(Given passage begins)
The behaviour has been typical of capitalism for centuries as in the slaughter of native peoples all over the Americas, the enslavement of tens of millions of Africans and millions of more deaths by neglect of others on their voyage into slavery. Remember the American story of how, over a 100 years ago, the American Admiral Peary convinced the Japanese to open themselves to trade? Well, he didn't just appear. He fired his guns at the people in the coastal cities.



Millions on every continent have been killed to satisfy the greed of capitalists. That's what the tensions in the middle east are about. That's what the brutality of life in much of Latin America is about. That's what Trump's threats to North Korea are about. That's why millions, men, women and children, died in Vietnam and Laos and Cambodia.



This brutality certainly wasn't invented by capitalists. It was common among all the aristocracies of empire going back to ancient times. Almost all of the millions killed in all wars that were ever fought were killed to please the greed of the very wealthy. The reality is that all systems require controls. But we are actually removing controls from capitalism.



The game is simple. Either we control the capitalists or they destroy us. Yes, it would be stupid of them to destroy us. But greed will beat brains every time. The wealthy in Canada and the U.S. have been engaged in looting the rest of us for a long time. Through devices like tax avoidance, secret bank accounts, bribed governments, they have been making the rest of us poorer.



And their newspapers have been covering up with propaganda. I noticed a fair bit of that in today's irving press. Today's commentary page has two (count them, two) commentaries that are really from propaganda houses for big business. Then, of course, it has yet another editorial on the government spending too much money. The real questions are 1. why don't we take a realistic look at what we need? and 2. Why don't we raise hell about the issue that the wealthy are hiding the money they owe us?



Uncontrolled greed is one hell of a destructive force. It will, as it always has in the past, destroy itself as well as the rest of us. It's a foolish course for all of us. But the very greedy are very, very foolish people.



Since 1945, we have abandoned all that we said we were fighting for in world war 2. And we have thrown most of the world open to the greediest and most foolish people among us.



That's why children are starving to death in Yemen. And that's why those children and millions more around the world, including Canada and the U.S., cannot get food or adequate education or, in many countries, any medical help.



And that's why we're getting close to the wall of darkness that has come over every civilization in the past.



Look at those children in Yemen. We have done that. It wasn't Hitler or Mao or Joseph Stalin. It was us. For seventy years, the U.S. has been galloping along leaving a horrible trail of destruction and suffering and death while most of our news media have blamed everybody else but billionaires and their friends.
(Given passage ends)
Task instructions:
• a. Retype the commentary word for word from "That's why children" to "in the past.".
• b. Name every individual person the commentary mentions by name.
(Data to examine begins)
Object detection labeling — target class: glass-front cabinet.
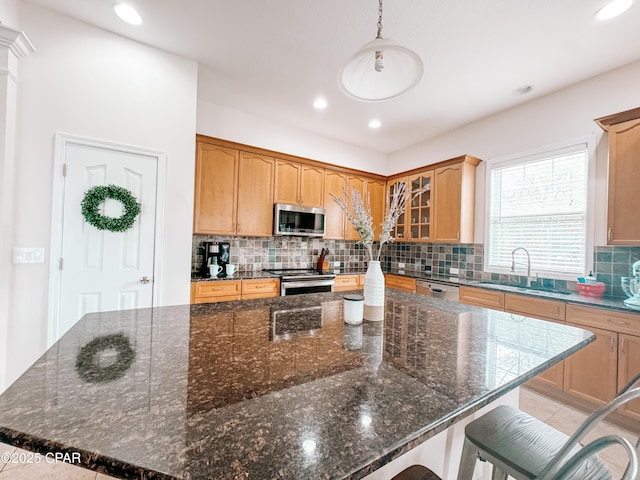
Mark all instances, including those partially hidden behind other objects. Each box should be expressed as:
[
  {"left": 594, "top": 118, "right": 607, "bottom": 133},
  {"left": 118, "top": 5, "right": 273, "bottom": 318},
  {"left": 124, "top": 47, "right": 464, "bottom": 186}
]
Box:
[{"left": 408, "top": 170, "right": 433, "bottom": 242}]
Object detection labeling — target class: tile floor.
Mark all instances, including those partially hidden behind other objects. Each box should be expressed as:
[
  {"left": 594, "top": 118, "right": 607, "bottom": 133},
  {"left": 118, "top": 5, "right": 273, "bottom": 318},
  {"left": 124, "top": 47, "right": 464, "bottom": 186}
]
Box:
[{"left": 0, "top": 388, "right": 637, "bottom": 480}]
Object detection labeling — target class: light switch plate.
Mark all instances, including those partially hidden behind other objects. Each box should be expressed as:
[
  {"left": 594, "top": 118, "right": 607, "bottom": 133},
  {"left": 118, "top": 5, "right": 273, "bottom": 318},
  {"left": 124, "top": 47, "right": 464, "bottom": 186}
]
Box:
[{"left": 13, "top": 247, "right": 44, "bottom": 264}]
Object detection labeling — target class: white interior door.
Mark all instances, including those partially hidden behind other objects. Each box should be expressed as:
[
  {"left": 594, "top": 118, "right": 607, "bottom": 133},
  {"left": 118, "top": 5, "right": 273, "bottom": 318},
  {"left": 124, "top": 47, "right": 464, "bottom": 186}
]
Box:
[{"left": 52, "top": 143, "right": 158, "bottom": 340}]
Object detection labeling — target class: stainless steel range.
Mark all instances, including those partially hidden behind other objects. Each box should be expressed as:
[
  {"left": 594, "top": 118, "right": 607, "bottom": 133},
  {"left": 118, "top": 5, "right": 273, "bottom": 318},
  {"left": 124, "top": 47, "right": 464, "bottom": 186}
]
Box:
[{"left": 264, "top": 268, "right": 336, "bottom": 296}]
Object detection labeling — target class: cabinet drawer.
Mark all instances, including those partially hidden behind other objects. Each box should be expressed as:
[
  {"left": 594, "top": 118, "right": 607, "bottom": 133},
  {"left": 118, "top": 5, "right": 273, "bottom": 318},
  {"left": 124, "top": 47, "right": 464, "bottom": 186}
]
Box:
[
  {"left": 504, "top": 293, "right": 565, "bottom": 320},
  {"left": 385, "top": 275, "right": 416, "bottom": 293},
  {"left": 333, "top": 275, "right": 360, "bottom": 292},
  {"left": 567, "top": 304, "right": 640, "bottom": 336},
  {"left": 193, "top": 280, "right": 240, "bottom": 303},
  {"left": 242, "top": 278, "right": 280, "bottom": 299},
  {"left": 460, "top": 286, "right": 504, "bottom": 310}
]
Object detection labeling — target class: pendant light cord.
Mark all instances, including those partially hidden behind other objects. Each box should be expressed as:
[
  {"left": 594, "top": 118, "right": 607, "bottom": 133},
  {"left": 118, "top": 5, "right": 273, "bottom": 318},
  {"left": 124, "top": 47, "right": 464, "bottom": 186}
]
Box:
[{"left": 376, "top": 0, "right": 382, "bottom": 38}]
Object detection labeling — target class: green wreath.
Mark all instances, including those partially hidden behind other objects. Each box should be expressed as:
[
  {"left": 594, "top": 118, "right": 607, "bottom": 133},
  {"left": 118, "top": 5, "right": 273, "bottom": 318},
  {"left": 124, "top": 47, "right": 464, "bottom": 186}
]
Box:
[
  {"left": 80, "top": 185, "right": 140, "bottom": 232},
  {"left": 76, "top": 333, "right": 136, "bottom": 383}
]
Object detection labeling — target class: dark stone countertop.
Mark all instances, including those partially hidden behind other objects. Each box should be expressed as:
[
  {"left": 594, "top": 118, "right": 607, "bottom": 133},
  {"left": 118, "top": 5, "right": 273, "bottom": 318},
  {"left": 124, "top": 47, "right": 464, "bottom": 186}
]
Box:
[
  {"left": 0, "top": 289, "right": 595, "bottom": 480},
  {"left": 385, "top": 269, "right": 640, "bottom": 315}
]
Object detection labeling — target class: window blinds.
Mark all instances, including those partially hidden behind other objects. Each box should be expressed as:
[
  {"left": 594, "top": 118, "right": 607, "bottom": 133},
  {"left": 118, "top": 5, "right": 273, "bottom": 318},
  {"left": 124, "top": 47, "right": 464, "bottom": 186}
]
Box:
[{"left": 487, "top": 144, "right": 588, "bottom": 276}]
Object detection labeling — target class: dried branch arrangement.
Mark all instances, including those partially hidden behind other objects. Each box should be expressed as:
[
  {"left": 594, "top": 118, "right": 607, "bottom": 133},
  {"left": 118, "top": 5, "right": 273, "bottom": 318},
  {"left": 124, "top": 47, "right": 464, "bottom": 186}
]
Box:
[{"left": 329, "top": 180, "right": 418, "bottom": 261}]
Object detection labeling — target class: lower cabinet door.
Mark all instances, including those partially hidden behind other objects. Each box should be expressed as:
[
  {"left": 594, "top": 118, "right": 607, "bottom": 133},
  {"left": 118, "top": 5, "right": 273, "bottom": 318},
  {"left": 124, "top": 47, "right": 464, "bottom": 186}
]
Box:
[
  {"left": 564, "top": 323, "right": 618, "bottom": 405},
  {"left": 618, "top": 333, "right": 640, "bottom": 420}
]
(Data to examine ends)
Outputs by task:
• a.
That's why children are starving to death in Yemen. And that's why those children and millions more around the world, including Canada and the U.S., cannot get food or adequate education or, in many countries, any medical help.



And that's why we're getting close to the wall of darkness that has come over every civilization in the past.

• b. Admiral Peary, Trump, Hitler, Mao, Joseph Stalin